▶ **Written task**: Below are the entries; output exactly the lines from the one containing "Please put a dot on every instance of the green hoodie" through the final line, inclusive.
## START
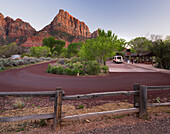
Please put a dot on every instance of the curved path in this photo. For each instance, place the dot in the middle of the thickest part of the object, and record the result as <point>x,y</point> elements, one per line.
<point>35,78</point>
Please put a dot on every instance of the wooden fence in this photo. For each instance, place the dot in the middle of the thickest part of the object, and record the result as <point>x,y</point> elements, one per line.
<point>140,104</point>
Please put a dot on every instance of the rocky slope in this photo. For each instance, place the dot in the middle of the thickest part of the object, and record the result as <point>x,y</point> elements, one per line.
<point>36,40</point>
<point>64,27</point>
<point>14,30</point>
<point>66,23</point>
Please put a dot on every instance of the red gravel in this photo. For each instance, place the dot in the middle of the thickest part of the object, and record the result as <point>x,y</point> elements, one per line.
<point>35,78</point>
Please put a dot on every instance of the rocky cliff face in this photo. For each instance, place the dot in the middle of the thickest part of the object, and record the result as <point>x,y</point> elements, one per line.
<point>14,31</point>
<point>64,27</point>
<point>2,26</point>
<point>66,23</point>
<point>36,40</point>
<point>18,28</point>
<point>95,33</point>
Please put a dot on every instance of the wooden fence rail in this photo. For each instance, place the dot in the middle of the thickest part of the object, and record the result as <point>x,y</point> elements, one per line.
<point>140,104</point>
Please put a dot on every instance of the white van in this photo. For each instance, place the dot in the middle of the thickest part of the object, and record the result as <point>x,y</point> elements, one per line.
<point>118,59</point>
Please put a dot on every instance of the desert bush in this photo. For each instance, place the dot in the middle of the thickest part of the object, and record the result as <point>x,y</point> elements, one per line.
<point>40,51</point>
<point>68,71</point>
<point>11,49</point>
<point>74,67</point>
<point>92,67</point>
<point>105,68</point>
<point>8,62</point>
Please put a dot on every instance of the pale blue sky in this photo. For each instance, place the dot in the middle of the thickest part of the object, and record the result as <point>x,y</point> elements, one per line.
<point>126,18</point>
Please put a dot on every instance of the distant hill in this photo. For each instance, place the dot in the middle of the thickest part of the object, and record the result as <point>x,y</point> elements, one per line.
<point>64,27</point>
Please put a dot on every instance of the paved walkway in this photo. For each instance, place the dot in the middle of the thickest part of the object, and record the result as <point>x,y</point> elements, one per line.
<point>124,67</point>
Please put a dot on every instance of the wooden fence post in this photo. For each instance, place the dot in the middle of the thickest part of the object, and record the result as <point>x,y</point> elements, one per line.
<point>57,109</point>
<point>136,87</point>
<point>143,101</point>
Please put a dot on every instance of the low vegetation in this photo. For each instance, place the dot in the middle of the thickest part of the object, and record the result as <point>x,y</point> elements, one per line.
<point>75,67</point>
<point>8,62</point>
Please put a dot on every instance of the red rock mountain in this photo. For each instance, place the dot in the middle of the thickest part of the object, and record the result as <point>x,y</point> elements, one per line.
<point>64,27</point>
<point>66,23</point>
<point>18,28</point>
<point>14,30</point>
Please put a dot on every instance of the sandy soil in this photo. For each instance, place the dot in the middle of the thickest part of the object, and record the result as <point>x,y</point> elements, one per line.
<point>35,78</point>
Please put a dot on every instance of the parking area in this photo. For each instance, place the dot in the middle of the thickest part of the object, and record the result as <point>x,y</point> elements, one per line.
<point>125,67</point>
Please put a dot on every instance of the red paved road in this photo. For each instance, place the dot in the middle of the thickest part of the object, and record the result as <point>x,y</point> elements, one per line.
<point>35,78</point>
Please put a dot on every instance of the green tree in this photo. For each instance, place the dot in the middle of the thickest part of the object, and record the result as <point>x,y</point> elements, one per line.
<point>59,46</point>
<point>162,51</point>
<point>140,44</point>
<point>73,48</point>
<point>99,48</point>
<point>40,51</point>
<point>54,45</point>
<point>11,49</point>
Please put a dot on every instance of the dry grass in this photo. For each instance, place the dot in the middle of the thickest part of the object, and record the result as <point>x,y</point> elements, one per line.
<point>67,109</point>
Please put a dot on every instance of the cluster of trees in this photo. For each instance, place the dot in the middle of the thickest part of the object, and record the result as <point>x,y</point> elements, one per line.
<point>11,49</point>
<point>161,48</point>
<point>102,47</point>
<point>99,48</point>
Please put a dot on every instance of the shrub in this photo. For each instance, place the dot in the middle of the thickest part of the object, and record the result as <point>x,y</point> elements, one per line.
<point>53,70</point>
<point>77,65</point>
<point>75,72</point>
<point>60,70</point>
<point>40,51</point>
<point>19,104</point>
<point>92,67</point>
<point>68,71</point>
<point>105,68</point>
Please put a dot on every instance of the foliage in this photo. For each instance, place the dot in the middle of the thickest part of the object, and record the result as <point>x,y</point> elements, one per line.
<point>2,41</point>
<point>81,107</point>
<point>73,48</point>
<point>105,68</point>
<point>19,104</point>
<point>40,51</point>
<point>64,53</point>
<point>75,67</point>
<point>140,44</point>
<point>60,34</point>
<point>8,62</point>
<point>54,45</point>
<point>99,48</point>
<point>162,51</point>
<point>11,49</point>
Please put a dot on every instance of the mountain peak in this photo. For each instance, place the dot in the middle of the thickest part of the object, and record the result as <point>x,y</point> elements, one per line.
<point>67,23</point>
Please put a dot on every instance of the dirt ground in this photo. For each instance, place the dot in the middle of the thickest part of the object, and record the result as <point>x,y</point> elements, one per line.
<point>157,122</point>
<point>35,78</point>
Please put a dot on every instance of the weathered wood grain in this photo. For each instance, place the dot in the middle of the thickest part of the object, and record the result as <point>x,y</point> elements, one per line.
<point>26,117</point>
<point>143,101</point>
<point>95,95</point>
<point>99,114</point>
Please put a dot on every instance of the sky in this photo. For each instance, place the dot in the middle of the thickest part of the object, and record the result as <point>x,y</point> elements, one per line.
<point>126,18</point>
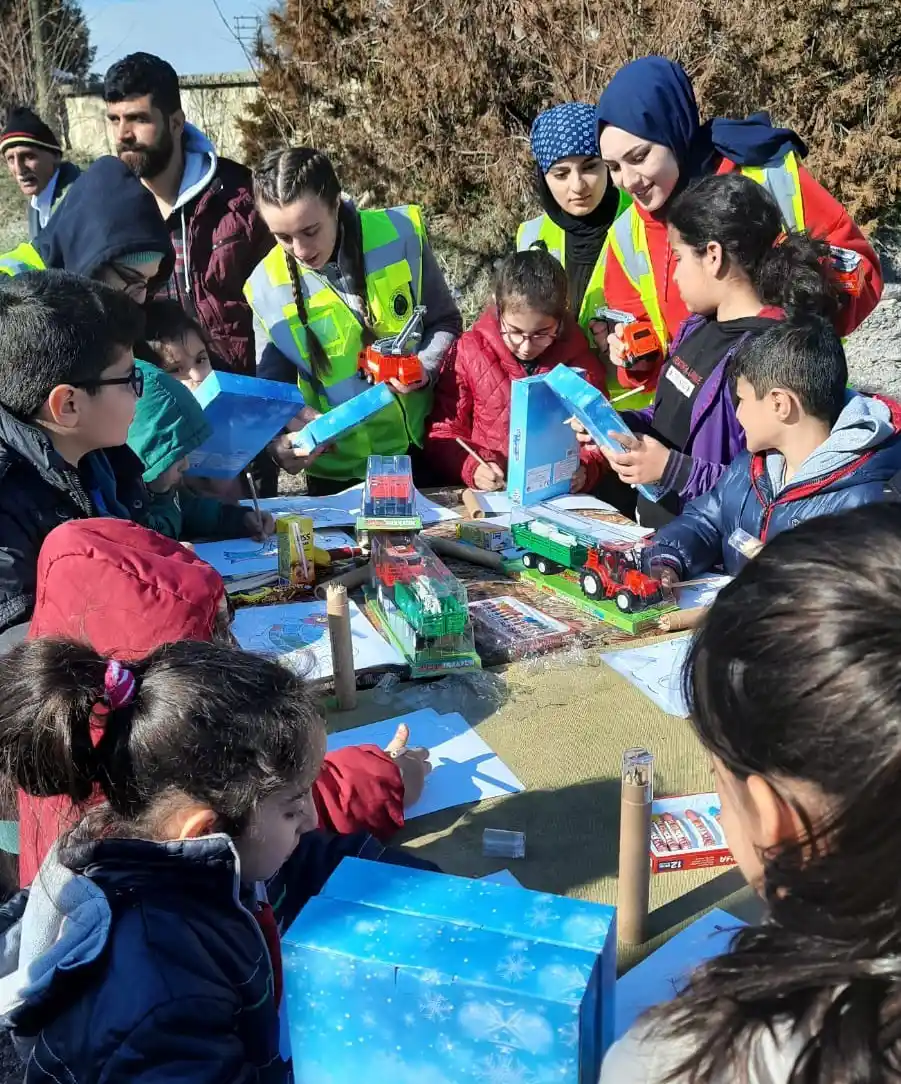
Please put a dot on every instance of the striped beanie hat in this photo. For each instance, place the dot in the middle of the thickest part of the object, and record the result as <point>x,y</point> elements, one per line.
<point>25,128</point>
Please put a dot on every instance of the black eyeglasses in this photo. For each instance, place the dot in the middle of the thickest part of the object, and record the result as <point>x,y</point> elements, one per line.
<point>136,378</point>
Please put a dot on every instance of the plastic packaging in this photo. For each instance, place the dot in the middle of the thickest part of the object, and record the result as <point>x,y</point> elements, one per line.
<point>500,843</point>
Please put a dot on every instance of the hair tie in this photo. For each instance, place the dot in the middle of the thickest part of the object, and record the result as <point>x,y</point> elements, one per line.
<point>119,685</point>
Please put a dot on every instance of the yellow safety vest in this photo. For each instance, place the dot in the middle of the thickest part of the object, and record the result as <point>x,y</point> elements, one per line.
<point>20,259</point>
<point>628,236</point>
<point>393,254</point>
<point>543,232</point>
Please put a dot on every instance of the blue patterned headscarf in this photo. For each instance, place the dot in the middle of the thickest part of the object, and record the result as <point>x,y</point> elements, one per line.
<point>564,130</point>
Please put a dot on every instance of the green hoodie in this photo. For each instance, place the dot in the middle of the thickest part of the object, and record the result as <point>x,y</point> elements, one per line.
<point>168,425</point>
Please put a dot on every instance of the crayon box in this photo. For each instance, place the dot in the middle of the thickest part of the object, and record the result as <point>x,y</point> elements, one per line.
## END
▶ **Written solution**:
Please put a dot on every instance of the green hoodie in this photo. For each instance, place the dot in the middle of the thickest part of the object, and record the result as <point>x,y</point> elements, one per line.
<point>168,425</point>
Please put a dot on every instance of the crayon box in this photo. For each instance, place the dot in the middle of the thickest part of the object, and record the result as <point>x,y</point> elements, one per line.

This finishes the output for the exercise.